--- Records for processing ---
◇ ◇ ◇ ◇
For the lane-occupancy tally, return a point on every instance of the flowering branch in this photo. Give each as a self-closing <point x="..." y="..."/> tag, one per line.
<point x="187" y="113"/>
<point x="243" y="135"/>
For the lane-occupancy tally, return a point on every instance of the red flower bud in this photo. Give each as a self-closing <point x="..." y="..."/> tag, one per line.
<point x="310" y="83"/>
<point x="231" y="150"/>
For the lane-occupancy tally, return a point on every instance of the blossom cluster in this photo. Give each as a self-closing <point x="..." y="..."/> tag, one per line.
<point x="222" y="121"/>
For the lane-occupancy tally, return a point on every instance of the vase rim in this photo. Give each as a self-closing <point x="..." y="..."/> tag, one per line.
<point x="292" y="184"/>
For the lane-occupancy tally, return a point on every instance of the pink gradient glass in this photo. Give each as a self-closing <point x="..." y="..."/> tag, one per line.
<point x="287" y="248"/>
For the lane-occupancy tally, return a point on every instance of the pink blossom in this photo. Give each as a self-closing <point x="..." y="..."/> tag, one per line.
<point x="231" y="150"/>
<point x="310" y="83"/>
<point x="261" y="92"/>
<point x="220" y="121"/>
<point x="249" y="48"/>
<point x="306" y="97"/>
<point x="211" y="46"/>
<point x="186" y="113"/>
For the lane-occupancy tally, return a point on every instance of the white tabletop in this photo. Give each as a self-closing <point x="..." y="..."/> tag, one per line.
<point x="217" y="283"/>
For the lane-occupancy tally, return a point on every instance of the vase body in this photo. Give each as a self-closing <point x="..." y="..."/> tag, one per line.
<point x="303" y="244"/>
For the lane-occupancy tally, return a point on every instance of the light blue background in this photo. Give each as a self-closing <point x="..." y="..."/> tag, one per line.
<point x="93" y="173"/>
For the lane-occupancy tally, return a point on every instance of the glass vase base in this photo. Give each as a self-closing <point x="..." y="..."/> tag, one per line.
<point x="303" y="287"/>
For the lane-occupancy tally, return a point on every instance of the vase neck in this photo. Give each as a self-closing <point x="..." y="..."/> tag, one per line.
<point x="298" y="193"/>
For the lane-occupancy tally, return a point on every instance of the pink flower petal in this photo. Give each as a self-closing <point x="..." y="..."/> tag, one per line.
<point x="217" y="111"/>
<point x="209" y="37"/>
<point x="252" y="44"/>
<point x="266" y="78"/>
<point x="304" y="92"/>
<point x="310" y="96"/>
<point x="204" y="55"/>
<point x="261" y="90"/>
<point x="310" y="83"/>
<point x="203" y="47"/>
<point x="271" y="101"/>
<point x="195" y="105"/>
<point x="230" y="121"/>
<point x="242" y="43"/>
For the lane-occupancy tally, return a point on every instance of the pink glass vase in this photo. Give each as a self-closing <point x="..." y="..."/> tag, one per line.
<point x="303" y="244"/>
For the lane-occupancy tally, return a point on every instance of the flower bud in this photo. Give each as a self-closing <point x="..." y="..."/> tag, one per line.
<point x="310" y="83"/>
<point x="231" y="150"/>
◇ ◇ ◇ ◇
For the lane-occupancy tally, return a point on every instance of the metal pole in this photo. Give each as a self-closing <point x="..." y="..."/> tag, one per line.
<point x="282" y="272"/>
◇ ◇ ◇ ◇
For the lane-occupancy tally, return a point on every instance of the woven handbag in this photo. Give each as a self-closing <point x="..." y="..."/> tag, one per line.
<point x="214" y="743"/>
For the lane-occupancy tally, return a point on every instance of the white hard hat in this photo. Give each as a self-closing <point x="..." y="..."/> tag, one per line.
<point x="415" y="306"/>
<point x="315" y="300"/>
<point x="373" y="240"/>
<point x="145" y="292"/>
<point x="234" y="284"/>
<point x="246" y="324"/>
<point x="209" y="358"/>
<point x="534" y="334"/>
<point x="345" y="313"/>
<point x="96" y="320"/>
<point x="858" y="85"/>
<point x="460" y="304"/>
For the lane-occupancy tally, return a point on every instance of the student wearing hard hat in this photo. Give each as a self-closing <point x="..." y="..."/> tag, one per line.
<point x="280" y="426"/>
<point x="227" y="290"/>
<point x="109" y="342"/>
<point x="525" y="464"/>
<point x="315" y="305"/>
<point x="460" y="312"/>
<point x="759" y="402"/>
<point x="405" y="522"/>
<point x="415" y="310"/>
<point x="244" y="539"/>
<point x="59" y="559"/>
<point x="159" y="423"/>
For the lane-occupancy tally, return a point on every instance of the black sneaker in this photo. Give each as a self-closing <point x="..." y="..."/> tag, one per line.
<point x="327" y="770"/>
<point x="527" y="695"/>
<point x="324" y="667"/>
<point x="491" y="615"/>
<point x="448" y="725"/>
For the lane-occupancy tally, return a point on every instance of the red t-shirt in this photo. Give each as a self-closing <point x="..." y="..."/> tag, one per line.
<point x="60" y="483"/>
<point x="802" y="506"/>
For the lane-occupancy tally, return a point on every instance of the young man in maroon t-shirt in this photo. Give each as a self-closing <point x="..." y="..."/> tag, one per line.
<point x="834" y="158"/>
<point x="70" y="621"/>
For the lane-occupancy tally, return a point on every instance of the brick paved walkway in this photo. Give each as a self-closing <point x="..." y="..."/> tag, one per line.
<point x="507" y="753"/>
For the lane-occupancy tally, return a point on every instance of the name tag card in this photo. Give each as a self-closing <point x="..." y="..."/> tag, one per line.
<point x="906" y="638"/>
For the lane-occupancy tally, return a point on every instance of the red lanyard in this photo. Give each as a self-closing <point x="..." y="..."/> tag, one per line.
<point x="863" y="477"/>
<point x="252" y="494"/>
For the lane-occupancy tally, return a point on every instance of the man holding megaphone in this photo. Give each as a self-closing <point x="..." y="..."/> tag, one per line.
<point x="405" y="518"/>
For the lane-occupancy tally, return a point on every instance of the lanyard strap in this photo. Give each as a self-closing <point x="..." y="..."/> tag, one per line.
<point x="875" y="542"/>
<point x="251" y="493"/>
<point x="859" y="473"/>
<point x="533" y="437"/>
◇ ◇ ◇ ◇
--- Prompt ---
Report how many lines in the items above contain the word "student". Give only the number.

--- Response to this exercise ---
1